*Page:*
((

Clause 3. The method of Clause 2, wherein the second token corresponds to a last token in the text, the model further comprises a fourth sub-network, determining the second feature representation comprises: obtaining second status information associated with the second token, the second status information indicating a status of the first sub-network; and the method further comprises: determining, by the fourth sub-network, domain information associated with the text, the domain information indicating a domain involved by the text.
Clause 4. The method of Clause 2, further comprising: determining target attribute information associated with the text based on the first attribute information and the second attribute information, the target attribute information indicating a set of attributes involved in the text; and determining target rating information associated with the text based on the first rating information and the second rating information, the target rating information indicating a respective rating of each of the set of attributes.
Clause 5. The method of Clause 1, wherein determining the first feature representation comprises: determining an embedding of the first token; and determining the first feature representation based on the embedding.
Clause 6. The method of Clause 5, wherein the embedding is pre-trained by a language model.
Clause 7. The method of Clause 1, wherein the first sub-network comprises a long short-term memory (LSTM) unit or a bidirectional encoder representations from transformers (BERT) unit.

))

*Instructions to follow:*
Summarize the patent clauses in two sentences. The lines that come next are separate material from the clauses.

*Dataset excerpts:*
((

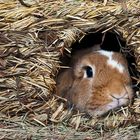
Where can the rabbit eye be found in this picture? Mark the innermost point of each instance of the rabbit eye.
(89, 72)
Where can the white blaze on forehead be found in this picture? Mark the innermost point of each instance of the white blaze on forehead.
(111, 61)
(93, 71)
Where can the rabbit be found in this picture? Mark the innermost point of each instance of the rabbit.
(96, 82)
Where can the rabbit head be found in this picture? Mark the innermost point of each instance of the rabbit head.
(97, 81)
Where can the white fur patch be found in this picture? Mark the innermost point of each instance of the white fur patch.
(93, 71)
(111, 61)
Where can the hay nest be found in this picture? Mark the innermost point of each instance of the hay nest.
(33, 36)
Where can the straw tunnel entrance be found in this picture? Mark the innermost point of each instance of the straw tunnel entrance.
(110, 42)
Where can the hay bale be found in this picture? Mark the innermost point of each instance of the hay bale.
(33, 36)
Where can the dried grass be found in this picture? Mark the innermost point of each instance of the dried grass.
(33, 35)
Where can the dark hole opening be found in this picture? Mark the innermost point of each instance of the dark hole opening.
(111, 42)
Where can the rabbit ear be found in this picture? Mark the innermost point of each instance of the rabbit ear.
(64, 83)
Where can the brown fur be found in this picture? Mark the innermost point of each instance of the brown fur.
(94, 95)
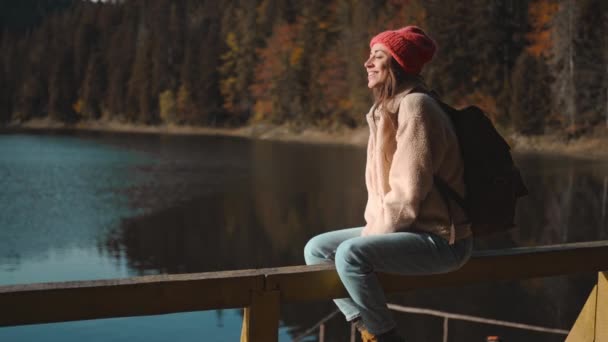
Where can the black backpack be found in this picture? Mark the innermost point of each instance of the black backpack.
(493, 182)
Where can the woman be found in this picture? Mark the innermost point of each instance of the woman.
(410, 228)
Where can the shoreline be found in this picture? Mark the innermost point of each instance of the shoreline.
(594, 146)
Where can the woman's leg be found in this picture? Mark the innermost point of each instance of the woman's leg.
(357, 259)
(321, 249)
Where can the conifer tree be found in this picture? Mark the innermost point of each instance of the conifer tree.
(93, 86)
(530, 103)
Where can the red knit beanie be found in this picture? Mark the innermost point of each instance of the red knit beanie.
(409, 46)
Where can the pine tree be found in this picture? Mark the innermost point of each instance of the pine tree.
(93, 86)
(530, 102)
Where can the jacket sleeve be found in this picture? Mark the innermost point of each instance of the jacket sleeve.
(411, 172)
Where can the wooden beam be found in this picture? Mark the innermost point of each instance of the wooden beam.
(261, 317)
(306, 283)
(149, 295)
(161, 294)
(601, 311)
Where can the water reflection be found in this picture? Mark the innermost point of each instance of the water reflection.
(289, 193)
(162, 204)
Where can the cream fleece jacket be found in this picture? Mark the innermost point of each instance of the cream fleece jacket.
(411, 140)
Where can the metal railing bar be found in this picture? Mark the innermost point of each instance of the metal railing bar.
(316, 326)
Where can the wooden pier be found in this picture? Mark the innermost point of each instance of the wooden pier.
(261, 291)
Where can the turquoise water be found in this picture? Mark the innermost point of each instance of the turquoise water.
(77, 206)
(60, 198)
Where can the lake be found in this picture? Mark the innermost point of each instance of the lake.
(76, 206)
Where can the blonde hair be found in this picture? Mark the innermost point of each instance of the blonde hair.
(393, 84)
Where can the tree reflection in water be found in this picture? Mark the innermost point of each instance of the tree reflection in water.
(286, 193)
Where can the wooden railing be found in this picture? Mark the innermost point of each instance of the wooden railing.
(261, 291)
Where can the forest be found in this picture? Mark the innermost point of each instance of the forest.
(535, 66)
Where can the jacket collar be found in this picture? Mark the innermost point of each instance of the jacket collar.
(393, 104)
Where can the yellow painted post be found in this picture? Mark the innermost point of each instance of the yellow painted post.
(261, 318)
(584, 327)
(601, 313)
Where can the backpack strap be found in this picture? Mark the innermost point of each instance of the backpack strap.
(447, 192)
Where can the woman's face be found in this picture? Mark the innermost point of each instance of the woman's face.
(377, 65)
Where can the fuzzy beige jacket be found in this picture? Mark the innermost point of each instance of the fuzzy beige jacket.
(408, 144)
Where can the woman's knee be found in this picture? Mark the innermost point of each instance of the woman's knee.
(351, 254)
(313, 251)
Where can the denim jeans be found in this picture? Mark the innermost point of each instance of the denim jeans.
(357, 259)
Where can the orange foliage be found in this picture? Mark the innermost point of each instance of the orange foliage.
(275, 60)
(482, 100)
(540, 14)
(400, 13)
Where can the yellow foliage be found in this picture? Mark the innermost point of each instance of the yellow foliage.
(78, 106)
(167, 106)
(231, 41)
(296, 56)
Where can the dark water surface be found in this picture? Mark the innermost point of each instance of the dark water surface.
(91, 206)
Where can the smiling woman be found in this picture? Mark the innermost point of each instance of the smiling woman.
(410, 228)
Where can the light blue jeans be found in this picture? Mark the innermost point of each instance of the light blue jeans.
(357, 259)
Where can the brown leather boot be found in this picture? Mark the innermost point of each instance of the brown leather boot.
(390, 336)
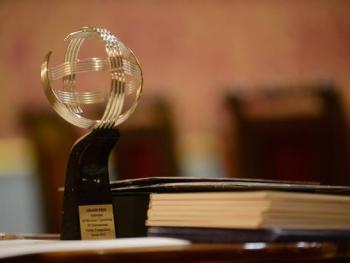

))

*Answer to the problem:*
Clauses 3 and 4 build on the method of Clause 2: Clause 3 adds a fourth sub-network that determines domain information indicating the domain the text involves, and Clause 4 combines first and second attribute and rating information into target attribute information and target rating information for the text. Clauses 5 through 7 build on Clause 1: Clause 5 bases the first feature representation on an embedding of the first token, Clause 6 has that embedding pre-trained by a language model, and Clause 7 has the first sub-network comprise an LSTM unit or a BERT unit.